WHAT YOU HAVE TO DO
Among the entries below, find the line with "the green foliage", then quote it and each following line up to and including the line with "the grassy lawn", and nothing else.

** Opening ENTRIES SUPPLIED block **

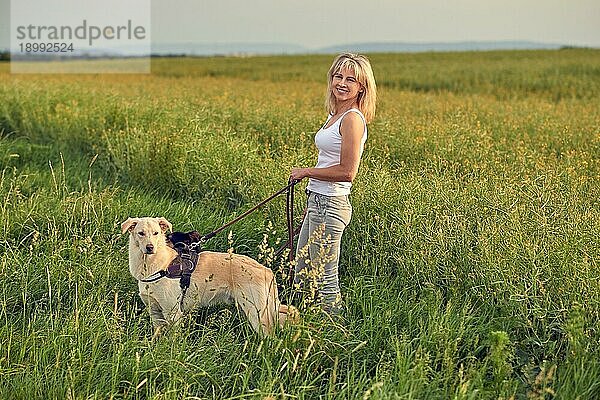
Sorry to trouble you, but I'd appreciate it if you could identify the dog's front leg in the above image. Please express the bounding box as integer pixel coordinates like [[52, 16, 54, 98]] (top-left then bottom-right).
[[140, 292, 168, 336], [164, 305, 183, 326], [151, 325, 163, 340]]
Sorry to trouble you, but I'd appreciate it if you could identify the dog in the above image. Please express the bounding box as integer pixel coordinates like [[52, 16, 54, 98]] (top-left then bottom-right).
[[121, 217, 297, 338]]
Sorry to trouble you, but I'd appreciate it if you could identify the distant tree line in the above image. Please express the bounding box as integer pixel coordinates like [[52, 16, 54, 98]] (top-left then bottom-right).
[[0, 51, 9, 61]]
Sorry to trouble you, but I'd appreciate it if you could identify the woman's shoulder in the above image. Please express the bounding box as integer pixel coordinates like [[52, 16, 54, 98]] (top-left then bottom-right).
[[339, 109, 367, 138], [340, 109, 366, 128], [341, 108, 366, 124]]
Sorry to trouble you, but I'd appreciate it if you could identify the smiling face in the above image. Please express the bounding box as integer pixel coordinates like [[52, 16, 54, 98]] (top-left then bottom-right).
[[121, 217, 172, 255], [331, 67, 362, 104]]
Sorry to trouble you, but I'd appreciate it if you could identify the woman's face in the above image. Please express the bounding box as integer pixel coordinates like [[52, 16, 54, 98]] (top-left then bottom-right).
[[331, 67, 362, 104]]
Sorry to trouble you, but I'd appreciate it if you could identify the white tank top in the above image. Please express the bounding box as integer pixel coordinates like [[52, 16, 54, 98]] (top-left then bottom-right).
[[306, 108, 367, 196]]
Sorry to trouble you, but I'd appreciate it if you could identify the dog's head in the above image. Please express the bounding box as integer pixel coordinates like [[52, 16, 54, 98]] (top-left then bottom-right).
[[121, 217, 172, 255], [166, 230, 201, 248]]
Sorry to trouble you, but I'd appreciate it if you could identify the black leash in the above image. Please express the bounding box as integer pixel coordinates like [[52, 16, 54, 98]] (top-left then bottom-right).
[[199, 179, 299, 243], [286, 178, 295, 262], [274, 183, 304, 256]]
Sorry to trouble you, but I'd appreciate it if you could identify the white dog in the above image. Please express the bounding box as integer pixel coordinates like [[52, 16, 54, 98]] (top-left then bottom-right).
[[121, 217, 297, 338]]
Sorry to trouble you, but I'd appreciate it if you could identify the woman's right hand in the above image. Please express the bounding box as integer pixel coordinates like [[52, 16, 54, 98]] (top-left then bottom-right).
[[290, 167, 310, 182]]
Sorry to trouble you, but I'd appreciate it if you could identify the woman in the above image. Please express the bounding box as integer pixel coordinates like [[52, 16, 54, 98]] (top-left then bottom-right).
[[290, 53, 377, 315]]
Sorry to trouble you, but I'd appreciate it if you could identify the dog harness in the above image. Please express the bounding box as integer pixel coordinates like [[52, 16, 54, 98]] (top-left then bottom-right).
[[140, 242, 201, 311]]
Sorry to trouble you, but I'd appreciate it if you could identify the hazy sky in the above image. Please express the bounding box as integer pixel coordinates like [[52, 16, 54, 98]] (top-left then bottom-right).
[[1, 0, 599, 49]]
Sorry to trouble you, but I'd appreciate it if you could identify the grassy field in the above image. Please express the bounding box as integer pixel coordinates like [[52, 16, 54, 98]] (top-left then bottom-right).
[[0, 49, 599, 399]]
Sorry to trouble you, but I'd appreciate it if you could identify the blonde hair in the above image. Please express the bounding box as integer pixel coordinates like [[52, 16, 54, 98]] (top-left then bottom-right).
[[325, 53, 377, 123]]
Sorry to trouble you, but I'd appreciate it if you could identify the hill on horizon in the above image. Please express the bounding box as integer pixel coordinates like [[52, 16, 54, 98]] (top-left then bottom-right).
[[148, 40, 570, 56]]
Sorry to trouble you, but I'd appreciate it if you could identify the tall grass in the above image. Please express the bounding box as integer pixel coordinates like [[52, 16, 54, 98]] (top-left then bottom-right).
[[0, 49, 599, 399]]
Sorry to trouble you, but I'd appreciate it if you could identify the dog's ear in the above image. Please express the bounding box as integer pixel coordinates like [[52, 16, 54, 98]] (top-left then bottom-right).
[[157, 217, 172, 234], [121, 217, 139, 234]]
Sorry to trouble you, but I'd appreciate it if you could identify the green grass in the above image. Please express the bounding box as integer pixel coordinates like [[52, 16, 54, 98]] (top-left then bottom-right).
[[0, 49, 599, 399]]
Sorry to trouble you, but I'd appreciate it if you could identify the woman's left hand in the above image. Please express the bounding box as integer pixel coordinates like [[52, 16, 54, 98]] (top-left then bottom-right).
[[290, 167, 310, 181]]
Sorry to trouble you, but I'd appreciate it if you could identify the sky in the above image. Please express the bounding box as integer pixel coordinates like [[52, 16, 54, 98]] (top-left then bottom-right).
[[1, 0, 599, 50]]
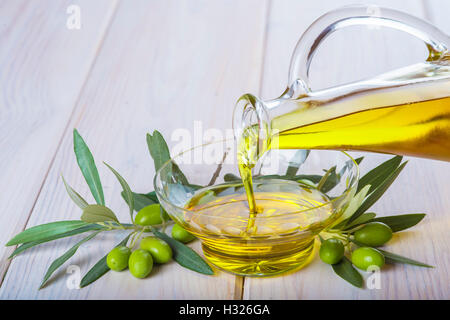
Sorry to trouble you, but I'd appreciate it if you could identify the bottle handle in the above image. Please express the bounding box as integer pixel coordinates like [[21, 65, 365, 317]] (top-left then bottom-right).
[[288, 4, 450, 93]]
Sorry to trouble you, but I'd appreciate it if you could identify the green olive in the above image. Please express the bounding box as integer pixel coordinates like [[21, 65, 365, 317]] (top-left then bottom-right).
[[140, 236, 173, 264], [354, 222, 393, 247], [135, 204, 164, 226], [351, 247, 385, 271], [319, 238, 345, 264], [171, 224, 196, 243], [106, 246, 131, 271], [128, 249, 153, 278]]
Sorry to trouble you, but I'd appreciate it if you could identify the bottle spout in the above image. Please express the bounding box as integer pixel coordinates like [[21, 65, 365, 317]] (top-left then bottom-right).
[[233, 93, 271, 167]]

** Closing ENTRIES SUPPLIED block **
** Opening ENTRIES SUPPLIED block **

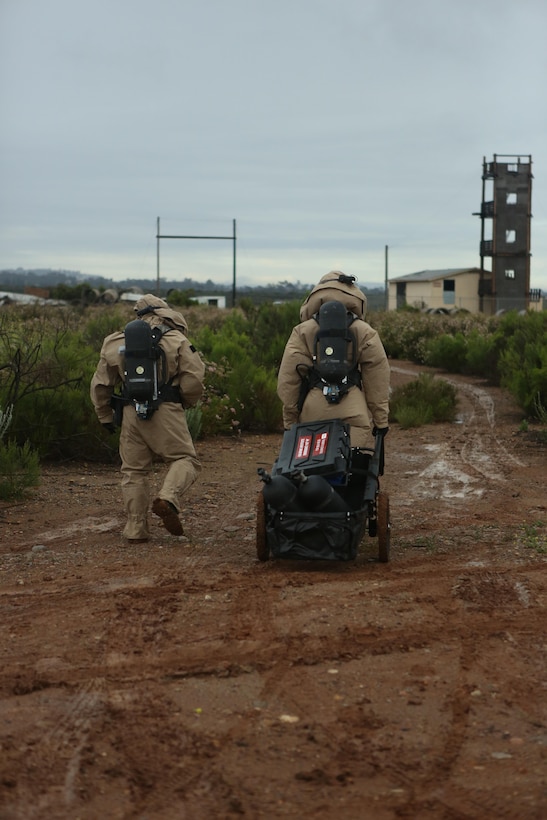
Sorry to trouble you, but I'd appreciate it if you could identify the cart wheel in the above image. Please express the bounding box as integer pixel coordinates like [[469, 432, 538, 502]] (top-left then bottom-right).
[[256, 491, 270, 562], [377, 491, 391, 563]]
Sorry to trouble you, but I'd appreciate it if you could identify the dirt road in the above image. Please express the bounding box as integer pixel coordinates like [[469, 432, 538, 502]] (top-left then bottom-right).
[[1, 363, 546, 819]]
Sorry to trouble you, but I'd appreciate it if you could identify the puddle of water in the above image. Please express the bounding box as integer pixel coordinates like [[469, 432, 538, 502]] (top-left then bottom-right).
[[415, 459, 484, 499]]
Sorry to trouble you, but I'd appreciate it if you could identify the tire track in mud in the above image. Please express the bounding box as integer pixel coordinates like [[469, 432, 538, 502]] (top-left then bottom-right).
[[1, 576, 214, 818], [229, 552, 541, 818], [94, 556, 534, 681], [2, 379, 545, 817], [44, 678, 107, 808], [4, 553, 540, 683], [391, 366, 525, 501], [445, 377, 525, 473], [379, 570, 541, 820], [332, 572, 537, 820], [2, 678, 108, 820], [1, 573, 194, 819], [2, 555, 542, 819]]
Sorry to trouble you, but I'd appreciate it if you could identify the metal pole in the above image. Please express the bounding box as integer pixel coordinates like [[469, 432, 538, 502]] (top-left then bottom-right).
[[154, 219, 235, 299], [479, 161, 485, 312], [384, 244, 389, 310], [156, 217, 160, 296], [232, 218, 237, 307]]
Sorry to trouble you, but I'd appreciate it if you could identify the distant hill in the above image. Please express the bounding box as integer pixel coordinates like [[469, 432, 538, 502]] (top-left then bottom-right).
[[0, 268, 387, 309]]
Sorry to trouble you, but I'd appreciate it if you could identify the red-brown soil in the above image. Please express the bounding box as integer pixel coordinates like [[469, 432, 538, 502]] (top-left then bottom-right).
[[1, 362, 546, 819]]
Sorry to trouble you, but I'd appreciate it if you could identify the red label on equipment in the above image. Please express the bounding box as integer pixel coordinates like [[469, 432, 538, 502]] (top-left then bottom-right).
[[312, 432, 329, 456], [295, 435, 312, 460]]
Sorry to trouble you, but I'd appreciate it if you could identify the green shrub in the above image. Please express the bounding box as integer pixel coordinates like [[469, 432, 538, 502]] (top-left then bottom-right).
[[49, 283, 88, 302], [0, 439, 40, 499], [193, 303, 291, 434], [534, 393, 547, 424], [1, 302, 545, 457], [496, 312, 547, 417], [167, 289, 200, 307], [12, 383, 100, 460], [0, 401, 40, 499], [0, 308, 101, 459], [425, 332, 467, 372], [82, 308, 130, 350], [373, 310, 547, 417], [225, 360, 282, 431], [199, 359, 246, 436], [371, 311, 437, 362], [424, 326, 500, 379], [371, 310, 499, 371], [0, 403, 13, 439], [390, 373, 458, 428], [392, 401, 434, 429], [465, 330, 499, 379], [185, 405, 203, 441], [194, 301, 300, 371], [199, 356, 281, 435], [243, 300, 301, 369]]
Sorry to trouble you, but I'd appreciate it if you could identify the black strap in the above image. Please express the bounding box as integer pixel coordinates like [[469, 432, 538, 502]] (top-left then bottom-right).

** Closing ENTRIES SUPPLIED block **
** Opening ENTRIES SUPPLIED block **

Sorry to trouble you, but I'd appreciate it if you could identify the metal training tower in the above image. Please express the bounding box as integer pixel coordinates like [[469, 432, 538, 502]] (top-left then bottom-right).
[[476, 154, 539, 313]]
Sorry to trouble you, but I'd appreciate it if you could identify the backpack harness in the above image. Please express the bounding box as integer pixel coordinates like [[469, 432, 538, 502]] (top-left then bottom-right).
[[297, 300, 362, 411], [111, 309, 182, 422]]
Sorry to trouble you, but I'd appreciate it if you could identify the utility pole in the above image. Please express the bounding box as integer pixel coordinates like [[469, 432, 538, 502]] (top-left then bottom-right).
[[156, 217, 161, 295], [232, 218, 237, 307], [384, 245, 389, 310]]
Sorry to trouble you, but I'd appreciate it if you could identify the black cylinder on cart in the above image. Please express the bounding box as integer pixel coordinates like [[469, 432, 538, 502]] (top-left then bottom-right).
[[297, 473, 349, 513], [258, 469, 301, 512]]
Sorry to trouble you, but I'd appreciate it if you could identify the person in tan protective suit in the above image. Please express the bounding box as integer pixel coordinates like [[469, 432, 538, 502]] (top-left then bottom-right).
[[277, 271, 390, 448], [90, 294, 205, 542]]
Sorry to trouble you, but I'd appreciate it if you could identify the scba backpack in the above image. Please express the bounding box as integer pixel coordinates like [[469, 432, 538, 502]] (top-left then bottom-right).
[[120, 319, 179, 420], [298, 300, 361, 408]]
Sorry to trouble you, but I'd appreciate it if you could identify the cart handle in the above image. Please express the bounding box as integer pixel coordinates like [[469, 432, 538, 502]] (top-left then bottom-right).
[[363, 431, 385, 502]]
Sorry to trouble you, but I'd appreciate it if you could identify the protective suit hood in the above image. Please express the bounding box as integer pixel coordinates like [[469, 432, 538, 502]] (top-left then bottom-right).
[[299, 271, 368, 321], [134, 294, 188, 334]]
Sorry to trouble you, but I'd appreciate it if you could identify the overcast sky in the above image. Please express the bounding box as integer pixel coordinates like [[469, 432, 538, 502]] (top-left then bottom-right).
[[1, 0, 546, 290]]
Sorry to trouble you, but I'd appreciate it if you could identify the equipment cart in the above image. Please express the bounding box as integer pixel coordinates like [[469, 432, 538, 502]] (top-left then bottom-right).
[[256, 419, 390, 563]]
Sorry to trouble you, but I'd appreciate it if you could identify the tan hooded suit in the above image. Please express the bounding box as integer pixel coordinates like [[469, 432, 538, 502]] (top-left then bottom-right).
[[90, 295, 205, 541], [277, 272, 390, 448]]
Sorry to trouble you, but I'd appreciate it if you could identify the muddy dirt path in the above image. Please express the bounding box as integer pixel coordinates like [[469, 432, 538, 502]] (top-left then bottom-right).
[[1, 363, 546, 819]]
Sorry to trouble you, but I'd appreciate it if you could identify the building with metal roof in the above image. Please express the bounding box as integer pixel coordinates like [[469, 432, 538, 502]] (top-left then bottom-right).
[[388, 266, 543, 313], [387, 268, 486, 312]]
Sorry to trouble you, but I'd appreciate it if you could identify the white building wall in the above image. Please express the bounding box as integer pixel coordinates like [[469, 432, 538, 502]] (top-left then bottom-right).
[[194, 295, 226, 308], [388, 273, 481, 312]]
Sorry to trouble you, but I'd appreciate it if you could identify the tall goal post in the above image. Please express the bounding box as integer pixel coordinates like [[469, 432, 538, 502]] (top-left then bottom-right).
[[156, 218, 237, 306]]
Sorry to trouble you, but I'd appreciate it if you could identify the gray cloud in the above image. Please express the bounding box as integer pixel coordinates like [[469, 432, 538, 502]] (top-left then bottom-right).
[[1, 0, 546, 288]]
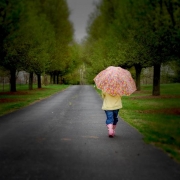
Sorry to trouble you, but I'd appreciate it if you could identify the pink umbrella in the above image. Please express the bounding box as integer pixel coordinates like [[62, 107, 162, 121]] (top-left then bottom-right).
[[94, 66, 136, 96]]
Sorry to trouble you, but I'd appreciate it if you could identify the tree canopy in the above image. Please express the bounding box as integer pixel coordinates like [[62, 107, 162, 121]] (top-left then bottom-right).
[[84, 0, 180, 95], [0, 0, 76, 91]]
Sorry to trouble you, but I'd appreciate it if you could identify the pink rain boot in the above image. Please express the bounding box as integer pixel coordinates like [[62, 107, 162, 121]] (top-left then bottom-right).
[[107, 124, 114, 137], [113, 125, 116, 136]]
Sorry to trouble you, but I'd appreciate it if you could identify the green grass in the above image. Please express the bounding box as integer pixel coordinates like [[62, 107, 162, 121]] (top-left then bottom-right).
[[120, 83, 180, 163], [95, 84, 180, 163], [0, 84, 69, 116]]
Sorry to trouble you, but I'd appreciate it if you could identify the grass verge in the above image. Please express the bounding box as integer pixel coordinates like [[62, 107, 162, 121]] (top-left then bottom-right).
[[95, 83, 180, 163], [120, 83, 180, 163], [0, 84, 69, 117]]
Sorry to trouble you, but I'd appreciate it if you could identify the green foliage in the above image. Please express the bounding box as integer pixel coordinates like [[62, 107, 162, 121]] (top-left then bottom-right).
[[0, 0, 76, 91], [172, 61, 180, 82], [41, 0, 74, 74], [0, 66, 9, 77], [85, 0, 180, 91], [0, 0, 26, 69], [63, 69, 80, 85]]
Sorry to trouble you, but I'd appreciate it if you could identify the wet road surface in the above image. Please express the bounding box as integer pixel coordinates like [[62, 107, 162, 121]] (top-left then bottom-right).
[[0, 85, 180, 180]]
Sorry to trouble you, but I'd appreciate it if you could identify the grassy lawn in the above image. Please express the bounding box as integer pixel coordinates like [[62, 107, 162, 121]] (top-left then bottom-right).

** Closing ENTRIES SUPPLIED block **

EXERCISE OUTPUT
Sorry to trouble you, but I'd appreciate it if you could identify the green foliage in the above image. Please express the bounding box as integer pixel coordinates like [[62, 107, 162, 121]] (top-left then bottom-right).
[[0, 0, 76, 91], [172, 61, 180, 82], [41, 0, 74, 74], [0, 66, 9, 77], [85, 0, 180, 91], [0, 0, 26, 69], [63, 69, 80, 85]]
Sorry to trouble you, but I'd appreciate it if you could identify the wet road surface in the above image. Please express the bounding box as integer pixel coordinates like [[62, 107, 162, 121]] (top-left then bottom-right).
[[0, 85, 180, 180]]
Sorry to trouble you, but I'd appreciate it if you could identify the grassy lawn in the above image. Please express the bounding box as integer pixel coordinates like [[62, 107, 162, 121]] (top-left then bottom-right).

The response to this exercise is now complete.